BRIEF 1 –
Using the Vasari Corridor extract, decide whether each statement agrees with it: (a) the refurbishment work began at the end of 2021; (b) the 16th-century frescoes stayed on the outside of the passageway until the present work; (c) geothermal energy is part of the plan for the systems. Answer yes or no for each, and quote the words from the extract that decide it.
BRIEF 2 –
Turn the paragraph of the Vasari Corridor extract that begins "As it turned out after the start of the refurbishment work" into a short list of its main points.
BRIEF 3 –
Carry on the Vasari Corridor extract from the end of its last sentence.

EXTRACT –
But there’s more: the interior of the Corridor will also house the 16th-century frescoes (detached and put into storage in the 19th century) that once decorated the outside of the passageway in the section overlooking the Boboli Gardens, together with a selection of Hellenistic and Roman sculptures, just as it used to be in the 'original’ by Vasari.
THE REFURBISHMENT WORK
As it turned out after the start of the refurbishment work, the necessary interventions had to achieve four goals: improving structural safety through a consolidation work on the masonry structures; adapting the building to fire prevention regulations through a set-up without combustible materials, reopening and retrofitting pre-existing vertical connections and constructing new emergency routes within the historic structures; making the Corridor universally accessible through flattened floor routes and the construction of lifts; adapting the systems and energy containment through the construction of mechanical air-conditioning systems and the use of geothermal energy.
The progress and timing of the operations, which started in the midst of the pandemic at the end of 2021, were affected by the discovery of a structural damage that required a major consolidation work, including the insertion of numerous chains, particularly in the areas damaged due to the explosions of 1944 and 1993. Nevertheless, something positive happened during the works, as were uncovered portions of the original Vasari floor and other 16th-century elements of the Vasari Corridor, such as large portions of the original terracotta, ancient plaster, and parts of stone masonry. These architectural findings, whose historical importance has been confirmed by archive data, made it necessary to plan and approve a variant of the project in order to preserve and leave visible these original elements.

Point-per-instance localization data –
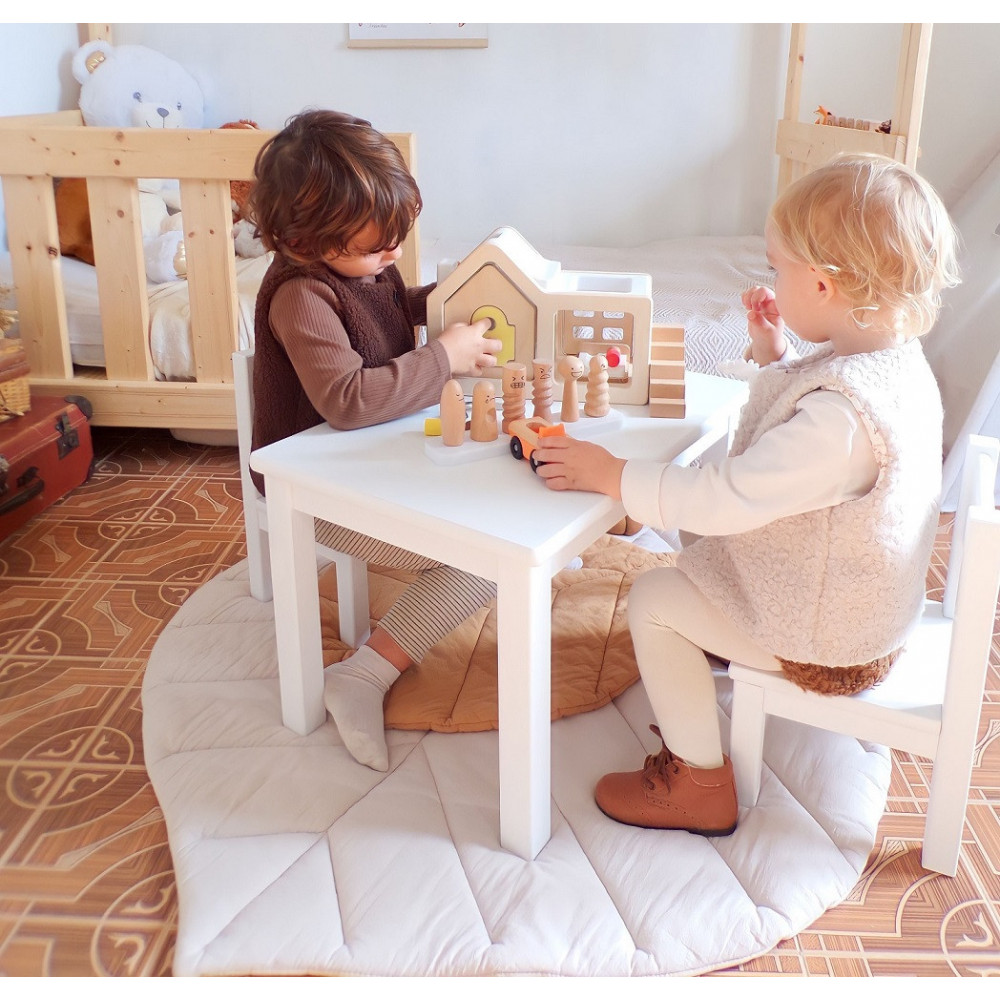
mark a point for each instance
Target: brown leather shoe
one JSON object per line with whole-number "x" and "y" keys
{"x": 668, "y": 794}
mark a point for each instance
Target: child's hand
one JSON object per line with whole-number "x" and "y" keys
{"x": 468, "y": 348}
{"x": 570, "y": 464}
{"x": 765, "y": 325}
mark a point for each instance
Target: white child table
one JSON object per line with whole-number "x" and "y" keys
{"x": 494, "y": 518}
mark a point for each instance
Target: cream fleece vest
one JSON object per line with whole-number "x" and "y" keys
{"x": 842, "y": 585}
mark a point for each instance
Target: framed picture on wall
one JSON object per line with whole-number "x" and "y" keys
{"x": 365, "y": 35}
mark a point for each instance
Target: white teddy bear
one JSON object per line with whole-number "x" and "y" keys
{"x": 133, "y": 86}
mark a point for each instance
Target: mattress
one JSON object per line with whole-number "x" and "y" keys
{"x": 697, "y": 283}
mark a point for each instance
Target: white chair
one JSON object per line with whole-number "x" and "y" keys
{"x": 930, "y": 703}
{"x": 352, "y": 574}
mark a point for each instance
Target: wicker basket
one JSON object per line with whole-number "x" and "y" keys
{"x": 15, "y": 397}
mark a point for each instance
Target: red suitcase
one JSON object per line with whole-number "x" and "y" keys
{"x": 43, "y": 455}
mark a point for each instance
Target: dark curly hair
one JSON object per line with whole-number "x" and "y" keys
{"x": 322, "y": 179}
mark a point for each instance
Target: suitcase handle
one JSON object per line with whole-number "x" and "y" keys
{"x": 20, "y": 499}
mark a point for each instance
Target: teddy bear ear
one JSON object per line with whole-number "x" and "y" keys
{"x": 89, "y": 57}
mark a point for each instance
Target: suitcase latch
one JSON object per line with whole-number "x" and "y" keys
{"x": 69, "y": 437}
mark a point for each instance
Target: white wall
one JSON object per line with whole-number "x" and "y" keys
{"x": 578, "y": 133}
{"x": 572, "y": 133}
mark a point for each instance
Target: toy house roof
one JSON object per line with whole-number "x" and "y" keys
{"x": 523, "y": 265}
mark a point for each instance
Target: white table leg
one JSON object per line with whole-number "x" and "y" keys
{"x": 524, "y": 630}
{"x": 296, "y": 611}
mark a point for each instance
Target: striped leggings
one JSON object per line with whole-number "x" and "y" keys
{"x": 436, "y": 603}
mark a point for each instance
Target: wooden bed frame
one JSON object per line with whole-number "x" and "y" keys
{"x": 803, "y": 146}
{"x": 34, "y": 150}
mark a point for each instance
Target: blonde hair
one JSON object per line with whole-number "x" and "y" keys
{"x": 879, "y": 231}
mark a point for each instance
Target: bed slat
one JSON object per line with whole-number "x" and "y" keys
{"x": 208, "y": 242}
{"x": 121, "y": 278}
{"x": 34, "y": 250}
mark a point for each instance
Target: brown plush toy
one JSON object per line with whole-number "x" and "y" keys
{"x": 73, "y": 219}
{"x": 239, "y": 191}
{"x": 246, "y": 242}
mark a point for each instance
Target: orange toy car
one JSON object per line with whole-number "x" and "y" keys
{"x": 524, "y": 435}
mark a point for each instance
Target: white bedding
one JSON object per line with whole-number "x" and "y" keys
{"x": 169, "y": 315}
{"x": 697, "y": 282}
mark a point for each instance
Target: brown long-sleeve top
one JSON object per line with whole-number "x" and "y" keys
{"x": 339, "y": 350}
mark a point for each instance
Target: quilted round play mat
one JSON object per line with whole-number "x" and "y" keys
{"x": 291, "y": 858}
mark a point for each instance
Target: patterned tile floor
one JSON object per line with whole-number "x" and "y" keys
{"x": 86, "y": 883}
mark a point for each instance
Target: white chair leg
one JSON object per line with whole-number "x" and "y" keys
{"x": 259, "y": 563}
{"x": 746, "y": 740}
{"x": 352, "y": 599}
{"x": 947, "y": 802}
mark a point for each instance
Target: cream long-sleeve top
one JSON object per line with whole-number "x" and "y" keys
{"x": 822, "y": 456}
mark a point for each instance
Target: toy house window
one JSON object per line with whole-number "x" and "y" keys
{"x": 579, "y": 329}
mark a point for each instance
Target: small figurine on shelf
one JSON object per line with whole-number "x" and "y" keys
{"x": 452, "y": 413}
{"x": 484, "y": 412}
{"x": 541, "y": 388}
{"x": 570, "y": 369}
{"x": 514, "y": 383}
{"x": 598, "y": 401}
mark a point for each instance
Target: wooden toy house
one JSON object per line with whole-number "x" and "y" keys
{"x": 541, "y": 311}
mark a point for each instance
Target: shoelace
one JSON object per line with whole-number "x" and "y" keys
{"x": 659, "y": 764}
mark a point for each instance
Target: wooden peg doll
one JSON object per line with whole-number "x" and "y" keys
{"x": 514, "y": 383}
{"x": 570, "y": 369}
{"x": 541, "y": 389}
{"x": 452, "y": 413}
{"x": 484, "y": 412}
{"x": 598, "y": 401}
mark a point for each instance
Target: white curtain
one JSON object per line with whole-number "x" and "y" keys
{"x": 964, "y": 347}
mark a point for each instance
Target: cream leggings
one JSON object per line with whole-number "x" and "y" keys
{"x": 438, "y": 601}
{"x": 673, "y": 626}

EXPECTED ANSWER 1 –
(a) Yes: "which started in the midst of the pandemic at the end of 2021"
(b) No: "detached and put into storage in the 19th century"
(c) Yes: "the use of geothermal energy"

EXPECTED ANSWER 2 –
The refurbishment had four goals:
- Structural safety: consolidate the masonry structures.
- Fire prevention: use no combustible materials, reopen and retrofit existing vertical connections, and build new emergency routes within the historic structures.
- Accessibility: make the Corridor universally accessible with flattened floor routes and lifts.
- Systems and energy: install mechanical air-conditioning and use geothermal energy.

EXPECTED ANSWER 3 –
The work has now reached a point where it will soon be possible to put on display the pieces in the various sections of the Vasari Corridor.
VASARI CORRIDOR: FROM CLOSURE TO ONGOING WORK FOR REOPENING
2016: closure to the public by the Fire Brigade Command for safety reasons (no emergency exits and disabled accessibility)
2019: presentation of the adaptation and refurbishment project with a view to reopening to the general public
2020: launch of the public tender for the project with an approximate value of 10 million euros
End of 2021: start of refurbishment work.